[Opening Text section section]
At its particular judgement the soul sees the unveiled splendour of the Godhead. In that instant the soul also realizes how unfit it is for heaven, and so it longs for its purging to begin.
Metaphors can play some part in helping us to understand our faith. Some people imagine sinking down into purgatory, as though into a lake. Others prefer Dante’s picture and think of it as rising up into purgatory, the towering mountain at the top of which the next and only further stop is paradise.
In purgatory the soul finds itself bereft of the body’s physical senses. Instead of seeing the material world, the soul apprehends as never before the unmitigated reality of the spiritual and moral universe, the unceasing interactions and transactions within the economy of grace.
The soul understands more accurately than ever before the effects of its sins. It knows now that most of the things it had pursued on earth were by and large just so much tinsel and sham in comparison with the beauty and majesty that it glimpsed briefly in the moment of its particular judgement.
The pains of its longing are intensified further by the certitude of its salvation. On earth we must never assume for certain that we shall in fact be saved. This side of the grave we live in hope of salvation. Our salvation is assured only once we have entered purgatory. Once there, the soul knows without a shadow of doubt that it will one day be with the Lord for ever, in heaven. Once in purgatory, damnation is no longer possible.
[Closing Text section section]
▶ [Exercise instructions]
[A] Quote every sentence in the passage on purgatory that contains the word "salvation."
[B] Write the next part of the passage on purgatory, picking up after its final sentence.
[Opening Dataset records section]
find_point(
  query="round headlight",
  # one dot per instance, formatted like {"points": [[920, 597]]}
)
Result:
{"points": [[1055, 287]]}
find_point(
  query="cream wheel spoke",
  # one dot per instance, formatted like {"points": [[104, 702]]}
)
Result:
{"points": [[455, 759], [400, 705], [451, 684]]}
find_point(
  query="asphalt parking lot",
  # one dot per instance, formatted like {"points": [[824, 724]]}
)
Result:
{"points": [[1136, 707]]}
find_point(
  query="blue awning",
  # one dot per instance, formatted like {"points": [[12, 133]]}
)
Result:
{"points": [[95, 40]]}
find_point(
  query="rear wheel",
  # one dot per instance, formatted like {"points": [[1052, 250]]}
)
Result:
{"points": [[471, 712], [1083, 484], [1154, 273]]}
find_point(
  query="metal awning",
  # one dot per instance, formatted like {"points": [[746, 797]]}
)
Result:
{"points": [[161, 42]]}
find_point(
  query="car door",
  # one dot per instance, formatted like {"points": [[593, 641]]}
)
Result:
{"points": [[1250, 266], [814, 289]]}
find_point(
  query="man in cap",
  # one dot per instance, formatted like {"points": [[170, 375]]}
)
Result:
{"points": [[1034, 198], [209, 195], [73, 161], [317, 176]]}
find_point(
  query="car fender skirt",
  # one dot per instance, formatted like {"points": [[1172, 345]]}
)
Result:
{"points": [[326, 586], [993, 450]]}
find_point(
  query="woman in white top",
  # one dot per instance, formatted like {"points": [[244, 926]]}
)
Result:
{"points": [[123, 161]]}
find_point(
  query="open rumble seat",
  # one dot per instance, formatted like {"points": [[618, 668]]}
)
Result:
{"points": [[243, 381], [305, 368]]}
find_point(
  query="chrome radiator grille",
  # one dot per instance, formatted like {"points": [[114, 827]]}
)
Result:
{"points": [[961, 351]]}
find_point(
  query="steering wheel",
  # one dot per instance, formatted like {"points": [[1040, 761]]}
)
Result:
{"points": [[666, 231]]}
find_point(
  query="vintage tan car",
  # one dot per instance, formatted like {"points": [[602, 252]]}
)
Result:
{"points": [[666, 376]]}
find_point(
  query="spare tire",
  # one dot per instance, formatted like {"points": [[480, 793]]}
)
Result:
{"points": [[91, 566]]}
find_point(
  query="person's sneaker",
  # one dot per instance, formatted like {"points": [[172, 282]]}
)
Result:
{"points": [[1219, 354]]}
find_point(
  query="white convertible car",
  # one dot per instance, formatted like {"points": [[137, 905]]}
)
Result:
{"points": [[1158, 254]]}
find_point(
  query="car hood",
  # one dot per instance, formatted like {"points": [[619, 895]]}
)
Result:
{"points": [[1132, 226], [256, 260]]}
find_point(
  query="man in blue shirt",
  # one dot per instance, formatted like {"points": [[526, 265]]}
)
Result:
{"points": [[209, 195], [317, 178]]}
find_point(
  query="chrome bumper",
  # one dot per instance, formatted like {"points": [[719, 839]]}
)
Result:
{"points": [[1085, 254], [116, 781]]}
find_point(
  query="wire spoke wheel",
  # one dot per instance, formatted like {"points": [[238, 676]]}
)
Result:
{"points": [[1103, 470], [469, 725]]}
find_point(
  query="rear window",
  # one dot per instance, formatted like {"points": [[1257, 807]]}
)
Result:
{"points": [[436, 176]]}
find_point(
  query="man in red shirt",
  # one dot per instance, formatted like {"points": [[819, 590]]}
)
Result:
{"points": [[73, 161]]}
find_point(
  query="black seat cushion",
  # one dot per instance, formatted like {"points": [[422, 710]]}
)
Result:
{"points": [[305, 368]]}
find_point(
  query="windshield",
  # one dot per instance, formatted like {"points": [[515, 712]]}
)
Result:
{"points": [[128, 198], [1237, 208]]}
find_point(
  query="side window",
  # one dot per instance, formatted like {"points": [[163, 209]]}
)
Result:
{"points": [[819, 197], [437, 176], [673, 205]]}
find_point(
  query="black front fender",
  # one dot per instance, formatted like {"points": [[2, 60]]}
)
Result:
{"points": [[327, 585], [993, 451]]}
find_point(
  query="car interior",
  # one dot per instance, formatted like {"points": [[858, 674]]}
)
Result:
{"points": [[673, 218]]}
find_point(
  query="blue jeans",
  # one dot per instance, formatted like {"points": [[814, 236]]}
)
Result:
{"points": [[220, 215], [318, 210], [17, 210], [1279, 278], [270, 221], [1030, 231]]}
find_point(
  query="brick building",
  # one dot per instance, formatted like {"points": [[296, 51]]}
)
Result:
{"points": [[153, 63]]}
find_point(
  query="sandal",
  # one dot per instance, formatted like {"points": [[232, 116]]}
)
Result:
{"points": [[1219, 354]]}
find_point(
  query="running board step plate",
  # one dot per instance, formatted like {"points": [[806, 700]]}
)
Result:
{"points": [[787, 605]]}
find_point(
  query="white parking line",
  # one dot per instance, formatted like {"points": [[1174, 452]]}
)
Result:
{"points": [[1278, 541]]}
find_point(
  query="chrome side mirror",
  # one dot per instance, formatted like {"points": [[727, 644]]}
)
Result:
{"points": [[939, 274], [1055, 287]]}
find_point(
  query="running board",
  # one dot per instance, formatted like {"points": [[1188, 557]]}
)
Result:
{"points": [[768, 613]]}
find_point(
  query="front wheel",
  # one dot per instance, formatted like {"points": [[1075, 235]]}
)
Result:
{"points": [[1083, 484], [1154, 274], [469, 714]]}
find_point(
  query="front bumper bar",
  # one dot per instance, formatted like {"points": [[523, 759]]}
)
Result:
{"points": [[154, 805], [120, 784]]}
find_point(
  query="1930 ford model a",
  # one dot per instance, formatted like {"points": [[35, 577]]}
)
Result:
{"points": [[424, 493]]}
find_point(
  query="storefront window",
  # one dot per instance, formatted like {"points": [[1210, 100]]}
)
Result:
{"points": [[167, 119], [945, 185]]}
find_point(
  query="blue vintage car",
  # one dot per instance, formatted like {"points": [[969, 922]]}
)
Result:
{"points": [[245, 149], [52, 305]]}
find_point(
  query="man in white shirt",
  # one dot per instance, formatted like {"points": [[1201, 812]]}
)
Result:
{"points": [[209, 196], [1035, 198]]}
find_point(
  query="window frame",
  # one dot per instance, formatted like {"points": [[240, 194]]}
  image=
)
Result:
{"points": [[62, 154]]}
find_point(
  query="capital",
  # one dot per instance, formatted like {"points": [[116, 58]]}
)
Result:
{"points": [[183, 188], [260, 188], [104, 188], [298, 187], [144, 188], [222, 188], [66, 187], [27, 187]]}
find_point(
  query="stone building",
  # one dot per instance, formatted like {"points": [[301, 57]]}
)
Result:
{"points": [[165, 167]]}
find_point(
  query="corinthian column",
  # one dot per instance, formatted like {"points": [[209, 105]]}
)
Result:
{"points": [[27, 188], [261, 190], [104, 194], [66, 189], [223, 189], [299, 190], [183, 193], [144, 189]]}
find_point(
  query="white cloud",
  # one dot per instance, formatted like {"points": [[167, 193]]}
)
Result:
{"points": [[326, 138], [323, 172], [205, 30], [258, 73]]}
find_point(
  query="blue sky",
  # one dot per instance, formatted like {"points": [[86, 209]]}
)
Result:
[Closing Dataset records section]
▶ [Written answers]
[A]
"The pains of its longing are intensified further by the certitude of its salvation."
"This side of the grave we live in hope of salvation."
"Our salvation is assured only once we have entered purgatory."

[B]
The Holy Souls in purgatory know that they can never again offend God because by then all possible moral choices are over. It is only on earth that we are able to opt for or reject the Good. On earth, compliance with God’s will was something we often shied away from. In the quiet and sombre wards of purgatory’s General Hospital (another metaphor) our compliance will be absolute and we shall welcome ‘the full treatment’ as being necessary and indeed desirable.
We shall accept the length and intensity of our purging as being precisely correct. It will take just as long as is necessary to heal our bruised and battered spirit. When we are finally detoxed and all nicely spruced up (another metaphor), then we shall at last be ready to be introduced ad sanctos, and so take our place at the celestial banquet.